====== DOCUMENT
Yahoo to Push Supercomputing

Print Friendly, PDF & Email

It appears Yahoo is opening up some of it’s computer infrastructure for supercomputing reasearch.

Sunnyvale-based Yahoo (Nasdaq:YHOO) said the program is intended to leverage its leadership in Hadoop, an open source distributed computing sub-project of the Apache Software Foundation, to enable researchers to modify and evaluate the systems software running on a 4,000 processor supercomputer provided by Yahoo.

“Unlike other companies and traditional supercomputing centers, which focus on providing users with computers for running applications and for coursework, Yahoo’s program focuses on pushing the boundaries of large-scale systems software research,” the company said.

Hadoop appears to be some sort of software based RAID, there isn’t a lot of information on the website and it appears to be a small project.

Hadoop is a software platform that lets one easily write and run applications that process vast amounts of data.

Here’s what makes Hadoop especially useful:

  • Scalable: Hadoop can reliably store and process petabytes.
  • Economical: It distributes the data and processing across clusters of commonly available computers. These clusters can number into the thousands of nodes.
  • Efficient: By distributing the data, Hadoop can process it in parallel on the nodes where the data is located. This makes it extremely rapid.
  • Reliable: Hadoop automatically maintains multiple copies of data and automatically redeploys computing tasks based on failures.

Comments

  1. Hadoop is a lot more than a RAID. It is also being used by Google and IBM to teach courses on distributed computing. Hadoop is the open source version of Google’s MapReduce method for large scale distributed computing, which amongst other things powers Google Maps. It’s a beautiful concept, ultra scalable and does not require you to be a distributed programming guru, although there is a third component (the framework) which tends to be proprietary to the companies deploying MapReduce/Hadoop etc.

    Don’t have access to lots of processors. Just get an EC2 account 🙂
============
====== LISTED ENTRIES
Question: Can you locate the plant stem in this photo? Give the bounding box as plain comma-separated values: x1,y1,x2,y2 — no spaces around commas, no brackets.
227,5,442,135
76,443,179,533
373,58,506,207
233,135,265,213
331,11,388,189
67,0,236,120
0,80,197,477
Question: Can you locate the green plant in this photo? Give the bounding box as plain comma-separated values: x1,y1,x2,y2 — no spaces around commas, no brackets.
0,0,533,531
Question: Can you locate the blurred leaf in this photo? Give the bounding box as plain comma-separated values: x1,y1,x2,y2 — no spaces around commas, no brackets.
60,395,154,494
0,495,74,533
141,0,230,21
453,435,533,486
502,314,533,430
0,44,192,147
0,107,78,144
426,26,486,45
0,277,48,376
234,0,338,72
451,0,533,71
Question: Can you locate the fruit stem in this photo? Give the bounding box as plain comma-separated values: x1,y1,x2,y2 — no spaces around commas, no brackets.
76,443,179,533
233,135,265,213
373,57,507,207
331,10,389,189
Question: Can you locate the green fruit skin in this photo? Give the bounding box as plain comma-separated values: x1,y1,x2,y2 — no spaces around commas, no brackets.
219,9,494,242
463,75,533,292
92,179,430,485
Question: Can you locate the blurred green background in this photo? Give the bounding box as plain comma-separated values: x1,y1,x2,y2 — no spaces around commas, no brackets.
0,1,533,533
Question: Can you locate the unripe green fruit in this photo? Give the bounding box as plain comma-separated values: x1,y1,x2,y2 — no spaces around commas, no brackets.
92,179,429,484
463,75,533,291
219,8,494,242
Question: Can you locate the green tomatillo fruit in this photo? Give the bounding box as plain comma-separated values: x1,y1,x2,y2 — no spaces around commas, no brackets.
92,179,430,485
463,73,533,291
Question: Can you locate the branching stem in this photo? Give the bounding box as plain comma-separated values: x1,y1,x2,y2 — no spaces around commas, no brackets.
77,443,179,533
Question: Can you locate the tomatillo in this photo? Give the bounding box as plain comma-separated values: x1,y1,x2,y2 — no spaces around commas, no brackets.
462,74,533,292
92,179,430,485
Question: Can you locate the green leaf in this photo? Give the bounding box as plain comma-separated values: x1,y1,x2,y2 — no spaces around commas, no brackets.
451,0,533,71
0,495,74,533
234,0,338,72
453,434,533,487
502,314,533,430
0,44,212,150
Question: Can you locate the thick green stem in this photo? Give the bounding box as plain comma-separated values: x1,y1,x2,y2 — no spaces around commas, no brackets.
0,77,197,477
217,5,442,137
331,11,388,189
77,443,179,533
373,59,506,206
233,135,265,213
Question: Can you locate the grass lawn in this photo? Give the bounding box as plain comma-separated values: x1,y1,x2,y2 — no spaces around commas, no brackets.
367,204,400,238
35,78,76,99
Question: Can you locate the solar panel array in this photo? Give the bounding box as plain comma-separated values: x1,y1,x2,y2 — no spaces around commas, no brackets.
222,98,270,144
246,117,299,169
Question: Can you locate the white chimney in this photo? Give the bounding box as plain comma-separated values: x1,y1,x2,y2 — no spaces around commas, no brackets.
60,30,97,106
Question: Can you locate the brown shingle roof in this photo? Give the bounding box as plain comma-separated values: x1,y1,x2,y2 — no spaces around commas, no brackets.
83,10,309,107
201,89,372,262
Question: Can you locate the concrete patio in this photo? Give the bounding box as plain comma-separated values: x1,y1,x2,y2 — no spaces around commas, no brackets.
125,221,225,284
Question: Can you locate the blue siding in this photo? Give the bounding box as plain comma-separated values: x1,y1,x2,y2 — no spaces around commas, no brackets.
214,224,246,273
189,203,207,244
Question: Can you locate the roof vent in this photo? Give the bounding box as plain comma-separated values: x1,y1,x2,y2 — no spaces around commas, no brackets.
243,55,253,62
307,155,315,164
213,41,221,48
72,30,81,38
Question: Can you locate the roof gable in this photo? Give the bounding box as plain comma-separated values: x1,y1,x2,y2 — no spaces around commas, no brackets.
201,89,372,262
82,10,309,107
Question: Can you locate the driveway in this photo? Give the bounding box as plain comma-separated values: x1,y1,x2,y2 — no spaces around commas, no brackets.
============
WHAT THIS EXERCISE ASKS.
1/ Please transcribe the passage of the Yahoo supercomputing article from "Hadoop is a software" to "and process petabytes.".
2/ In the Yahoo supercomputing article, how many processors does the supercomputer that Yahoo provides have?

ANSWERS BELOW.
1/
Hadoop is a software platform that lets one easily write and run applications that process vast amounts of data.

Here’s what makes Hadoop especially useful:

  • Scalable: Hadoop can reliably store and process petabytes.

2/ 4,000 processors.